# [Dataset]
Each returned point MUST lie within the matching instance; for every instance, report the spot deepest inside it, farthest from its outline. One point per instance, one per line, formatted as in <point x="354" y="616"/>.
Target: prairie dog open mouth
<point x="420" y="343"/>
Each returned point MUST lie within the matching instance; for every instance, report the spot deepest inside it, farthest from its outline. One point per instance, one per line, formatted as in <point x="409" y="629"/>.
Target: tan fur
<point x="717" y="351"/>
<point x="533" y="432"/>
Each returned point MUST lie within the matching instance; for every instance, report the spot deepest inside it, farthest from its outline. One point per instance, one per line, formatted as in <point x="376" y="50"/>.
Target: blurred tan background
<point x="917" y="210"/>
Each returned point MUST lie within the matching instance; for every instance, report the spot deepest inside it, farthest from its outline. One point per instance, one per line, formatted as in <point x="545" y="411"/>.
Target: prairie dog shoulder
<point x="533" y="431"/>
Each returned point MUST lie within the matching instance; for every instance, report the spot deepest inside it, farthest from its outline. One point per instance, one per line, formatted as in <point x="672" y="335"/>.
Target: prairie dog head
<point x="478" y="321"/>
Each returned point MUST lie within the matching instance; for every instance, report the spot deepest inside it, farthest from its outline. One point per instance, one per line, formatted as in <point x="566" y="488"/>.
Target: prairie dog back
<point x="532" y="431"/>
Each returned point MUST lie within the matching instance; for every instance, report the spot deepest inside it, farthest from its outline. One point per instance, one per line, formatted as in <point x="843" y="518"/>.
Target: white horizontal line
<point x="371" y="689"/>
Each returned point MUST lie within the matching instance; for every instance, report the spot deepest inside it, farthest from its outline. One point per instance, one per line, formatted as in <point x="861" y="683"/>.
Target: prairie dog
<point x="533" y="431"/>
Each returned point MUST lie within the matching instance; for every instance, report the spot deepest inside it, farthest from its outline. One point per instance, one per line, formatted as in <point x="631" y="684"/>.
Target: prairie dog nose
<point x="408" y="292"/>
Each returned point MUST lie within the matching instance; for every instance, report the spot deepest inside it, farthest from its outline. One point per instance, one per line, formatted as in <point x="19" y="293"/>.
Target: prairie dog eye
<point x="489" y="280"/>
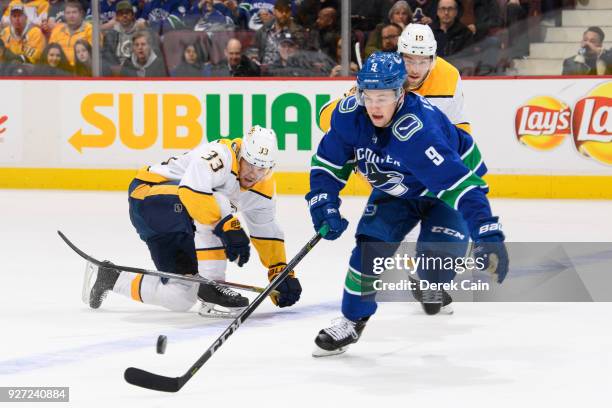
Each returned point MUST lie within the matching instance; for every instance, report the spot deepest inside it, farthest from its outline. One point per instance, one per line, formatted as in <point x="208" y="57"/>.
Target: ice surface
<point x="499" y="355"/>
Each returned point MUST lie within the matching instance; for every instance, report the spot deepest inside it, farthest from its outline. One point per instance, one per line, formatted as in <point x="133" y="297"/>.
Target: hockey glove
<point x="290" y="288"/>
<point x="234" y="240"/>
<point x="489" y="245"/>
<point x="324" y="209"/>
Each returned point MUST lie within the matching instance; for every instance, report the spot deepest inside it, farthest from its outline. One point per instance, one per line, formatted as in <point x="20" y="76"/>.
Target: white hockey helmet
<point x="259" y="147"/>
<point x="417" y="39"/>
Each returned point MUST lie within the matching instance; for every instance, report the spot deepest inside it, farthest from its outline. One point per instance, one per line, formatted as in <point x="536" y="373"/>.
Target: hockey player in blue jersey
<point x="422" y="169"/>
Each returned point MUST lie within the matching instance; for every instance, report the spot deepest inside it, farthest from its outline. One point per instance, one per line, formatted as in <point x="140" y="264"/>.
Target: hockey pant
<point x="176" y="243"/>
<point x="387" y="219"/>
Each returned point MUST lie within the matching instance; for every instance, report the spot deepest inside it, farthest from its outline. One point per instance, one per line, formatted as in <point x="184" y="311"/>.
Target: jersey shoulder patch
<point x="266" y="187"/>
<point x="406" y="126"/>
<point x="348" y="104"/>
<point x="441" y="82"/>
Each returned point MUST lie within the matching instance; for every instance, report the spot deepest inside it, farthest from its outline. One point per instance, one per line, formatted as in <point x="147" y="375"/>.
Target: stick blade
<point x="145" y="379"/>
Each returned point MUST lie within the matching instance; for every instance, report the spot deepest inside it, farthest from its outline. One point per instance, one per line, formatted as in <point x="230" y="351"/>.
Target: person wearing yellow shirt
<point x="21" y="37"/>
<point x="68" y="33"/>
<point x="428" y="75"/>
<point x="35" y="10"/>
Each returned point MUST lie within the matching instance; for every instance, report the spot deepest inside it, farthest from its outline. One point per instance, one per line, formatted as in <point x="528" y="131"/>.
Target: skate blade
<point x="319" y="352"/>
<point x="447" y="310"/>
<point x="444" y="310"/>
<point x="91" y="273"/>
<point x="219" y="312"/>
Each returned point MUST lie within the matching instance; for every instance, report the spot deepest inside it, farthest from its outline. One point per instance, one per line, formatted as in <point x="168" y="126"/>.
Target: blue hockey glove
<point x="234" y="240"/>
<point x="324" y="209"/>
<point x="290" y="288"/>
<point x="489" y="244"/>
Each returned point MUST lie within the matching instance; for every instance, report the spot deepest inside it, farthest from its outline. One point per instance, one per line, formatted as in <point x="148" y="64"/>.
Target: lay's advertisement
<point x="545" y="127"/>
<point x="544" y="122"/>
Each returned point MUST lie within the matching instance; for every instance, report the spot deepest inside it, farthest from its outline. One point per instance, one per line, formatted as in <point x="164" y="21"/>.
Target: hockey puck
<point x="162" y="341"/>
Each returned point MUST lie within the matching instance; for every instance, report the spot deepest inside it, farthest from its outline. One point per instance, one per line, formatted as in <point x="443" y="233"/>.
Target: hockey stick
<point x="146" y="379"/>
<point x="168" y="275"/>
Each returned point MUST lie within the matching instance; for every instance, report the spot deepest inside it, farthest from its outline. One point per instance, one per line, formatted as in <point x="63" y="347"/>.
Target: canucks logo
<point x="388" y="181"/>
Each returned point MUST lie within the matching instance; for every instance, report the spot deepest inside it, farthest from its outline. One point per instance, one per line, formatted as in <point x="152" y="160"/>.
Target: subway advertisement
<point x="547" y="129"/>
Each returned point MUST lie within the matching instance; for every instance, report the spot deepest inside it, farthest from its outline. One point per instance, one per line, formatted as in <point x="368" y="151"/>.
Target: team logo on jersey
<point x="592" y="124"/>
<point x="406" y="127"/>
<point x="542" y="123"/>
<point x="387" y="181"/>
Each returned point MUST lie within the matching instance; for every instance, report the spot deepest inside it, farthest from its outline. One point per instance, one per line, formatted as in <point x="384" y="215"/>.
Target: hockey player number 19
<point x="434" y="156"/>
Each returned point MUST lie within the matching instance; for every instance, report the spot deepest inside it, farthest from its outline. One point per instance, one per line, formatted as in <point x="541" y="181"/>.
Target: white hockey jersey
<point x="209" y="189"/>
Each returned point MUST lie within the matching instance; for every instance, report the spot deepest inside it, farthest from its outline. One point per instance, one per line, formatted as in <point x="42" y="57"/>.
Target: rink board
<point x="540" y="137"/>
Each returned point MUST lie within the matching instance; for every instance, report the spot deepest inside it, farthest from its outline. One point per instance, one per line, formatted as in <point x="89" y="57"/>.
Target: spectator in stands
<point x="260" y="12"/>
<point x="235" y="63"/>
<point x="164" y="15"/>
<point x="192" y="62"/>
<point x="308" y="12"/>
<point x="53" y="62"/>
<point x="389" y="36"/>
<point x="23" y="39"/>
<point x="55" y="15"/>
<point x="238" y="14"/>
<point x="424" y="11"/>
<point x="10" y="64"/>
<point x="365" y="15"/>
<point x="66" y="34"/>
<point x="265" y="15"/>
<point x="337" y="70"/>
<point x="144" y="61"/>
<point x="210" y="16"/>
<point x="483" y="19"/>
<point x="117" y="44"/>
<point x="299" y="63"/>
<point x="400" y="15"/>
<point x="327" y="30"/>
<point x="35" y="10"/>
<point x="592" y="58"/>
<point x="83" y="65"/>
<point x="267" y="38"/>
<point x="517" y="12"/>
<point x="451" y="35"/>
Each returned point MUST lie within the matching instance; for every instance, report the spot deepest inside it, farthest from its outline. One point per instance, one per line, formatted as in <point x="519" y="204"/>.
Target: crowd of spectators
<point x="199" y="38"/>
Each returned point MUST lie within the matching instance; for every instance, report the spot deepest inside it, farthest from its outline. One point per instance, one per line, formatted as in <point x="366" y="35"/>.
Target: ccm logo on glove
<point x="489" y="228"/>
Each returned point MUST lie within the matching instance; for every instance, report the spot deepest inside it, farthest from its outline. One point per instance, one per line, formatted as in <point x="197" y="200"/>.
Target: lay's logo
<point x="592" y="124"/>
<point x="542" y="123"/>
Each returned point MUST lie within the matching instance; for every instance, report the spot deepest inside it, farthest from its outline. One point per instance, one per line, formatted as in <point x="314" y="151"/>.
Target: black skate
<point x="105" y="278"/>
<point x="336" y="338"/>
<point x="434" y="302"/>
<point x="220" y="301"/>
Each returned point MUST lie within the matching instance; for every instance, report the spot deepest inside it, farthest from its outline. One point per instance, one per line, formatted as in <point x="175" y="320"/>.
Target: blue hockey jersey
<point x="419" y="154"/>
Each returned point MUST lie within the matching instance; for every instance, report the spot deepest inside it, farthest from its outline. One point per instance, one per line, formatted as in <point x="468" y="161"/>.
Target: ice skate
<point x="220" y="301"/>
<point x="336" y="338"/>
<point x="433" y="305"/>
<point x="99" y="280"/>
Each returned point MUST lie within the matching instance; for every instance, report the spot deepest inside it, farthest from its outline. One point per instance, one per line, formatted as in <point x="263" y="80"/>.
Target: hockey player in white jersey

# [Directive]
Please list every line of the material that contains the word "blue", copying each one in full.

# [Task answer]
Target: hockey player in blue jersey
Target: blue hockey glove
Target: blue hockey jersey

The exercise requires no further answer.